SOURCE RECORDS:
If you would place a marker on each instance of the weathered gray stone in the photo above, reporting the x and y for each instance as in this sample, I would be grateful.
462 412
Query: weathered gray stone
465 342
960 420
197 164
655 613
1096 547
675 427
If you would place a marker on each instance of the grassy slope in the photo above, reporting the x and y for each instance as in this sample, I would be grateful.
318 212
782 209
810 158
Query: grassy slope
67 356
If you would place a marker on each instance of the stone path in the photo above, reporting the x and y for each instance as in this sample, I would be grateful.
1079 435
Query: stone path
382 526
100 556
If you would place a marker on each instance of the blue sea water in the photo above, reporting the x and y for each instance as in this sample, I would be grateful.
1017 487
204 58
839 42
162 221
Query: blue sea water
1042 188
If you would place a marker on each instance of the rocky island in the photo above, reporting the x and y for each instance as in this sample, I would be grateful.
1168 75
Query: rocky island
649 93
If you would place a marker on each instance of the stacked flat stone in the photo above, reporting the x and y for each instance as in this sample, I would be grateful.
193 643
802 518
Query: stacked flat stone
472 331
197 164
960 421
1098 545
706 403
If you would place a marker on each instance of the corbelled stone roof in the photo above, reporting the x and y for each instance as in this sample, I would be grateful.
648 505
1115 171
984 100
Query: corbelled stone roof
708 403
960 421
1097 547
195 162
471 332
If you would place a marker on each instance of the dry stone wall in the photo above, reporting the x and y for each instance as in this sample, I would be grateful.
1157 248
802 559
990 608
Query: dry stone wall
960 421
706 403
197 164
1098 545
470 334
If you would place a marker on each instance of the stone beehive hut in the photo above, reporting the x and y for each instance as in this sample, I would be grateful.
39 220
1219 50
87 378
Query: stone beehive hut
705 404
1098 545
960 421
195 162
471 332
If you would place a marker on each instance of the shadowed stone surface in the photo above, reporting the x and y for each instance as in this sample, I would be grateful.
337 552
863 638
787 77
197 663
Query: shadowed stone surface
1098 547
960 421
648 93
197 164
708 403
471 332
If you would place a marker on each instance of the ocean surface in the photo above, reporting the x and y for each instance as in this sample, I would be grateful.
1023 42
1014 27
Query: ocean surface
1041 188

OBJECTIVE:
Please update everything from the line containing "of the ocean" down to the end of the listing, changing "ocean surface" to "sea surface" and leaving all else as it stands. Return only those lines.

FINISHED TASK:
If you would place a marker on each instance of the sea surface in the photo above, reporting the x and y for each instance as in this sample, I would be grateful.
1023 42
1014 27
Query: sea surface
1041 188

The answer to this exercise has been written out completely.